WRITTEN INSTRUCTION — In the data that follows, find the line containing "verge, shaped like this sample"; then quote that line and every line after it, exactly, through the last one.

DATA SECTION —
====================

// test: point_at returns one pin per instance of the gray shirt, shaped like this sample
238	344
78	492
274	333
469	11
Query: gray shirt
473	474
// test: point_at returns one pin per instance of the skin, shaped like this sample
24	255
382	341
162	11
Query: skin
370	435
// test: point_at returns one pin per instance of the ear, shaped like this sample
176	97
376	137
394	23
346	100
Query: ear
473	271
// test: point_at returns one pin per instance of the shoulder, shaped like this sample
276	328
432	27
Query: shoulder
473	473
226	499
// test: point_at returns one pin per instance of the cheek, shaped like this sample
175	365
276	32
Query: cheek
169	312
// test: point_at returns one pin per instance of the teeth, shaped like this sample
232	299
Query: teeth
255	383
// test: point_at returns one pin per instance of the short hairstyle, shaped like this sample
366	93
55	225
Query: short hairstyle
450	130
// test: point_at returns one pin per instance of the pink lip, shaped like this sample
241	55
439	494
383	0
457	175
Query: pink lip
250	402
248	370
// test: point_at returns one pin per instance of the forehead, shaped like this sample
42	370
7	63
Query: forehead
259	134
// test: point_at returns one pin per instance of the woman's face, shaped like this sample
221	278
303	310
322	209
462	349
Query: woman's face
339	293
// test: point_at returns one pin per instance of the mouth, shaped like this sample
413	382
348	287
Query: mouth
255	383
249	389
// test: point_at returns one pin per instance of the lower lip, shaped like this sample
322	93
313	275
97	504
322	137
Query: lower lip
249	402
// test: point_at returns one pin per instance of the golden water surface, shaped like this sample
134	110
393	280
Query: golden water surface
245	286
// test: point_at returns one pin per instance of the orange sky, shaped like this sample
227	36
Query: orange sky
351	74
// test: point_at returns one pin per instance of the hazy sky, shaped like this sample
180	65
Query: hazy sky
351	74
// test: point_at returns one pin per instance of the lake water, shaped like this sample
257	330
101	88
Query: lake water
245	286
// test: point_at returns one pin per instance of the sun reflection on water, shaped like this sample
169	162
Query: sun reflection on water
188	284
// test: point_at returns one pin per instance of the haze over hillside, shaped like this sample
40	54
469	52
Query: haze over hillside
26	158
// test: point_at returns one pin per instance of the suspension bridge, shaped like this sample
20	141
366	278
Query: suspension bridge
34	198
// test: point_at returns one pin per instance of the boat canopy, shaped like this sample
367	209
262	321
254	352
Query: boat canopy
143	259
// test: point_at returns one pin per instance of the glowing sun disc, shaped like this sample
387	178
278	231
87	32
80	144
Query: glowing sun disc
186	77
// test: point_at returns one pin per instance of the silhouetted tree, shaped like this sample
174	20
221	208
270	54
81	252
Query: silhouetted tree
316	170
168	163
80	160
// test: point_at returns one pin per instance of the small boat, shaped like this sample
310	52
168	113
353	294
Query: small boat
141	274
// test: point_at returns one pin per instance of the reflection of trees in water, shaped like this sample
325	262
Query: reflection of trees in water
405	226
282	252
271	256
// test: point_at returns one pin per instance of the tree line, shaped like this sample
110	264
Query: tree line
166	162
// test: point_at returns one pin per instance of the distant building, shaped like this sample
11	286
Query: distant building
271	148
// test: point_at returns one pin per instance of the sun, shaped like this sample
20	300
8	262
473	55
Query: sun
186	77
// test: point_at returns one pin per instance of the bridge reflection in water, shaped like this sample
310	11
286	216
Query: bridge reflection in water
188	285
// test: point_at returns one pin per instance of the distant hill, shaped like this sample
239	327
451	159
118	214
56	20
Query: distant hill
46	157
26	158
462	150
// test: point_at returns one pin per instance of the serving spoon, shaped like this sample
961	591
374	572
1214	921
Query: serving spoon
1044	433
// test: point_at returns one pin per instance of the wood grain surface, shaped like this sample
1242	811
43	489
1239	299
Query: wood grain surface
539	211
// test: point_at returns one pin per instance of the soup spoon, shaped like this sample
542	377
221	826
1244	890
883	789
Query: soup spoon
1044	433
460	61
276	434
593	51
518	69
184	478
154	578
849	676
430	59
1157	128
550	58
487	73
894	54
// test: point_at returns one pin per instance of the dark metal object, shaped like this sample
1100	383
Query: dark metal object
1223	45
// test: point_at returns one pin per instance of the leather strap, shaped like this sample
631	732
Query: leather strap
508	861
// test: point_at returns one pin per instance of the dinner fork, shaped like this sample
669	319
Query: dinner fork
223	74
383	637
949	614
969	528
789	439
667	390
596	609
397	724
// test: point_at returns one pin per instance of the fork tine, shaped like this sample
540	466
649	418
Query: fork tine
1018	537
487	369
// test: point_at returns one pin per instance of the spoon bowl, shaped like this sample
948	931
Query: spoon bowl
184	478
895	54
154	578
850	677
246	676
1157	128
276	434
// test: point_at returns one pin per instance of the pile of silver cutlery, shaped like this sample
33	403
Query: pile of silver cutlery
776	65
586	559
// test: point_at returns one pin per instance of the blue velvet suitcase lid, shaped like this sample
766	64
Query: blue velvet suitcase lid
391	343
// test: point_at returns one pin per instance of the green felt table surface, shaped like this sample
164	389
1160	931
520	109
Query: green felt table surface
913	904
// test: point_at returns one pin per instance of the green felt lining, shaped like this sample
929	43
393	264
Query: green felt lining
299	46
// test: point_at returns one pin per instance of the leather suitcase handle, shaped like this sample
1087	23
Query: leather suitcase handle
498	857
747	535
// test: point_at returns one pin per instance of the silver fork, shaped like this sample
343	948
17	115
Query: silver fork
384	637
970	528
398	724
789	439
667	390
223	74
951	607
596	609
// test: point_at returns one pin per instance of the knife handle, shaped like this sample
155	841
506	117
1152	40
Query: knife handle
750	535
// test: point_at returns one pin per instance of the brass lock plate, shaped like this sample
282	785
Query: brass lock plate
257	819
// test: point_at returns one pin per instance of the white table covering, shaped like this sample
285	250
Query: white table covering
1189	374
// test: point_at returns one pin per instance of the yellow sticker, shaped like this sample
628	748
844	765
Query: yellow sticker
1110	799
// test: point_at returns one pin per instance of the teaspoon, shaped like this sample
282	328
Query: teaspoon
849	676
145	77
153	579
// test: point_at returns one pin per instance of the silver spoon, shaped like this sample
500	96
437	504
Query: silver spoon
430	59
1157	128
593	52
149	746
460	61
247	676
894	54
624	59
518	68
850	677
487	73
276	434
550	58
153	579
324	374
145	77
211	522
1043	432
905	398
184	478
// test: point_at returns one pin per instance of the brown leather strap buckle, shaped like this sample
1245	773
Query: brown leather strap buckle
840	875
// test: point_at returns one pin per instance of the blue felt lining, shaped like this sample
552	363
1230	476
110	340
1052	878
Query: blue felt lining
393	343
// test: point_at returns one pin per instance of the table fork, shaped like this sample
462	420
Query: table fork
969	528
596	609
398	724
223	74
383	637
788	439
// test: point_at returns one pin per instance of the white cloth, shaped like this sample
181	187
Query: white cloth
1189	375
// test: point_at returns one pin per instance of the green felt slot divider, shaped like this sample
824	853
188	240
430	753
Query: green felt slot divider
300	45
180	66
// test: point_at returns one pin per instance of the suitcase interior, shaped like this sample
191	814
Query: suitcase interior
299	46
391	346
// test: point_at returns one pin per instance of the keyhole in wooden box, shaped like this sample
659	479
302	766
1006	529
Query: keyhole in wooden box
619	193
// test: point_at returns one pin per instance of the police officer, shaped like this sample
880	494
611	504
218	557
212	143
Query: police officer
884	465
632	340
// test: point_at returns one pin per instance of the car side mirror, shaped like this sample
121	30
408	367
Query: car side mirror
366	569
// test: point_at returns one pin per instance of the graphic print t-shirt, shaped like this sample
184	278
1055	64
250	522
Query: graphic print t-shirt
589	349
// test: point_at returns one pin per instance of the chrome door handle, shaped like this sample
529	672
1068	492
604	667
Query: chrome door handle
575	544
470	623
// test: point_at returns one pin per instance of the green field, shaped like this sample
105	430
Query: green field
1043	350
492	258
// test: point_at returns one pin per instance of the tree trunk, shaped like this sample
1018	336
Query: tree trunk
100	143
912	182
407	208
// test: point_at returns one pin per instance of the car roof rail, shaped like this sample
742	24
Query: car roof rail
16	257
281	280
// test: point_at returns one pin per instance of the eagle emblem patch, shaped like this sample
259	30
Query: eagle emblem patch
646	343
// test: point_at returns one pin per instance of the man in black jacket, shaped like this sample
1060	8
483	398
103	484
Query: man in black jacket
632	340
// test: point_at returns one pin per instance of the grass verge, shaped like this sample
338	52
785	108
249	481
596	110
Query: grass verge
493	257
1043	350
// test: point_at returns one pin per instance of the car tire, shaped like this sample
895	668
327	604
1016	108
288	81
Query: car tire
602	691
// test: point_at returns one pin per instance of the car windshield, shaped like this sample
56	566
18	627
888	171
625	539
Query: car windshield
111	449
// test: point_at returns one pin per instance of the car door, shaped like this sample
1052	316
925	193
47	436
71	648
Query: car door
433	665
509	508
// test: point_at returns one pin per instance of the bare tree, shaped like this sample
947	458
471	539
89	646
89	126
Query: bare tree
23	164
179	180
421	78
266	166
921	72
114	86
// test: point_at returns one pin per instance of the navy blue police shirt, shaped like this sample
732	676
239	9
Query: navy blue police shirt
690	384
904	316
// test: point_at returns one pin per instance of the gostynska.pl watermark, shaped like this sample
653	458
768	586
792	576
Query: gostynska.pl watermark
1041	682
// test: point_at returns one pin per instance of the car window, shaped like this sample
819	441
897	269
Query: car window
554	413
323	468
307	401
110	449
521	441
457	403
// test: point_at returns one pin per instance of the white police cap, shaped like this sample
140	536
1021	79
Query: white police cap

====================

SOLVED PROBLEM —
// test: point_at returns one pin per instance of the grass verge, shaped like this sample
338	52
785	108
249	481
596	110
Query: grass verge
493	257
1043	350
// test: point_at returns one pin per instance of the car tire, shaped like this sample
895	668
327	604
1016	108
288	81
Query: car tire
602	691
// test: point_at returns one pin per instance of the car windshield, shaped like this sample
56	566
18	627
888	171
625	539
Query: car windshield
111	449
// test: point_at returns one pin per instance of the car door, shaped like this sample
1052	316
925	193
47	436
71	648
Query: car door
433	665
509	508
// test: point_at returns one pin per instance of the bare tree, shaped like this sample
947	458
471	539
89	646
89	126
Query: bare tree
23	164
179	180
421	78
266	166
921	72
114	86
// test: point_at returns one pin per instance of the navy blue police shirt, shaped like this sample
732	676
239	9
Query: navy blue police shirt
690	384
904	316
// test: point_at returns one pin per instance of the gostynska.pl watermark, shaped like this sample
653	458
768	586
792	576
Query: gostynska.pl watermark
1041	682
// test: point_at returns one pin per instance of the car window, shaped like this sample
819	441
897	269
Query: car window
554	413
323	468
307	401
110	449
521	441
457	403
// test: point_at returns one pin per instance of the white police cap, shaped like this sample
140	536
1021	79
Query: white police cap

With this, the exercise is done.